Question de Mme MORIN-DESAILLY Catherine (Seine-Maritime - UC) publiée le 14/10/2021

Question posée en séance publique le 13/10/2021

M. le président. La parole est à Mme Catherine Morin-Desailly, pour le groupe Union Centriste. (Applaudissements sur les travées du groupe UC.)

Mme Catherine Morin-Desailly. Ma question s'adresse à M. le Premier ministre.

Monsieur le Premier ministre, notre groupe a interrogé le Gouvernement à plusieurs reprises sur la souveraineté des données de nos concitoyens, notamment lorsque nous avons découvert que la gestion du Health Data Hub, la plateforme de nos données de santé, avait été confiée à Microsoft sans débat ni appel d'offres.

Au prétexte qu'aucune entreprise française ne serait apte, ce qui est faux, et qu'il faut rattraper notre retard, plutôt que de mener une politique industrielle offensive visant l'indépendance technologique, vous avez annoncé une nouvelle doctrine – le cloud dit « de confiance » – et incité les sociétés françaises à acheter sous licences les technologies des Gafam (Google, Apple, Facebook, Amazon, Microsoft) pour traiter nos données les plus sensibles.

Le 2 juin, au lendemain de l'accord entre Microsoft, Orange et Capgemini, je vous interpellais déjà sur cette stratégie, qui nous paraît être un contresens. Je vous interroge de nouveau aujourd'hui sur le récent accord entre Thalès et Google, lequel est très préoccupant.

Mes chers collègues, c'est non plus seulement la « gafamisation » de nos administrations qui est en cours, mais celle du complexe militaro-industriel français, donc de notre défense, de la sécurité de l'État et des organismes d'importance vitale ! (Applaudissements sur les travées du groupe UC, ainsi que sur des travées du groupe CRCE.)


Réponse du Secrétariat d'État auprès des ministres de l'économie, des finances et de la relance, et de la cohésion des territoires et des relations avec les collectivités territoriales, chargé de la transition numérique et des communications électroniques publiée le 14/10/2021

Réponse apportée en séance publique le 13/10/2021

M. le président. La parole est à M. le secrétaire d'État chargé de la transition numérique et des communications électroniques.

M. Cédric O, secrétaire d'État auprès du ministre de l'économie, des finances et de la relance et de la ministre de la cohésion des territoires et des relations avec les collectivités territoriales, chargé de la transition numérique et des communications électroniques. Madame la sénatrice Morin-Desailly, je répéterai ici ce qu'a dit hier le Président de la République de manière extrêmement claire : l'objectif du Gouvernement est de faire émerger des champions technologiques français. Tel est le sens de notre action depuis quatre ans.

J'accueille d'ailleurs avec gratitude vos félicitations : la France a été le seul pays européen à avoir progressé de sept places dans le classement mondial de l'innovation, le seul pays européen à être passé de trois licornes à la fin de l'année 2017 à vingt licornes en 2021, le seul pays européen à avoir multiplié par quatre les investissements dans son écosystème technologique.

Éléments issus d'une source de données:
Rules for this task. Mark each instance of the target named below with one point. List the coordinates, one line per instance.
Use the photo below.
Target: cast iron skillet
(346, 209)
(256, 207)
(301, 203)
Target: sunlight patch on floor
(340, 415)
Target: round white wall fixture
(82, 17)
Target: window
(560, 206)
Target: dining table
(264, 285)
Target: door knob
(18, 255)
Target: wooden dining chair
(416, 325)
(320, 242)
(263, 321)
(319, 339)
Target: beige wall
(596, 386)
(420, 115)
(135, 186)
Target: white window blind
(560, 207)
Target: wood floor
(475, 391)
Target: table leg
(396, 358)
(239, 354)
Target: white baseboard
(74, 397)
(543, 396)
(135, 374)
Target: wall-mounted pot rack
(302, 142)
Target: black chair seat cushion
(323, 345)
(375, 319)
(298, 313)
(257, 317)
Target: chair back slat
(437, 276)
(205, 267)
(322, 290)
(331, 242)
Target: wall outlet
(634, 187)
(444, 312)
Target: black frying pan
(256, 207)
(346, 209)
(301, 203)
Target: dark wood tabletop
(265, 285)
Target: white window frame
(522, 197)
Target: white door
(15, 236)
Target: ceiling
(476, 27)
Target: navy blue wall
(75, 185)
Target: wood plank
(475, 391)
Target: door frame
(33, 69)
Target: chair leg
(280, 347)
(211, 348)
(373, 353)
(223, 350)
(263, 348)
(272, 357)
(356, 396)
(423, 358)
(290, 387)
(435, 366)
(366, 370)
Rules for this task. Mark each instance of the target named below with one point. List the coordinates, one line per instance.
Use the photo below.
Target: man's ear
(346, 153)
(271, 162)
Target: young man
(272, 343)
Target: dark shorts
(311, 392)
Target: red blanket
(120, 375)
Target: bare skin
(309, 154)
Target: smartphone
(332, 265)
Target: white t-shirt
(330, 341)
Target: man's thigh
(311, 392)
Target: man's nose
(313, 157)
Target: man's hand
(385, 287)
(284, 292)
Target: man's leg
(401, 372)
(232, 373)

Énoncé A:
D'après l'extrait de séance, quels prétextes le Gouvernement avance-t-il, selon la sénatrice, pour adopter la doctrine du cloud dit « de confiance » plutôt qu'une politique industrielle offensive ? Répondez en une à trois phrases.
Énoncé B:
Recopiez fidèlement, ligne par ligne, l'intégralité de la liste de données.
L'extrait et la liste n'ont aucun lien entre eux.

Réponse complète A:
Le Gouvernement avance qu'aucune entreprise française ne serait apte, ce que la sénatrice juge faux. Il invoque aussi la nécessité de rattraper notre retard.

Réponse complète B:
Rules for this task. Mark each instance of the target named below with one point. List the coordinates, one line per instance.
Use the photo below.
Target: cast iron skillet
(346, 209)
(256, 207)
(301, 203)
Target: sunlight patch on floor
(340, 415)
Target: round white wall fixture
(82, 17)
Target: window
(560, 206)
Target: dining table
(264, 285)
Target: door knob
(18, 255)
Target: wooden dining chair
(416, 325)
(320, 242)
(263, 321)
(319, 339)
Target: beige wall
(596, 386)
(420, 115)
(135, 186)
Target: white window blind
(560, 207)
Target: wood floor
(475, 391)
Target: table leg
(396, 358)
(239, 354)
Target: white baseboard
(74, 397)
(543, 396)
(135, 374)
Target: wall-mounted pot rack
(302, 142)
Target: black chair seat cushion
(323, 345)
(375, 319)
(298, 313)
(257, 317)
Target: chair back slat
(437, 276)
(205, 267)
(322, 290)
(331, 242)
Target: wall outlet
(634, 187)
(444, 312)
Target: black frying pan
(256, 207)
(346, 209)
(301, 203)
Target: dark wood tabletop
(265, 285)
Target: white window frame
(522, 197)
Target: white door
(15, 236)
Target: ceiling
(476, 27)
Target: navy blue wall
(75, 185)
Target: wood plank
(475, 391)
Target: door frame
(33, 69)
Target: chair leg
(280, 347)
(211, 348)
(373, 353)
(223, 350)
(263, 348)
(272, 357)
(356, 396)
(423, 358)
(290, 387)
(435, 366)
(366, 370)
Rules for this task. Mark each instance of the target named below with one point. List the coordinates, one line per instance.
Use the photo below.
Target: man's ear
(346, 153)
(271, 162)
Target: young man
(272, 343)
Target: dark shorts
(311, 392)
Target: red blanket
(120, 375)
Target: bare skin
(309, 154)
Target: smartphone
(332, 265)
Target: white t-shirt
(330, 341)
Target: man's thigh
(311, 392)
Target: man's nose
(313, 157)
Target: man's hand
(385, 287)
(284, 292)
Target: man's leg
(401, 372)
(232, 373)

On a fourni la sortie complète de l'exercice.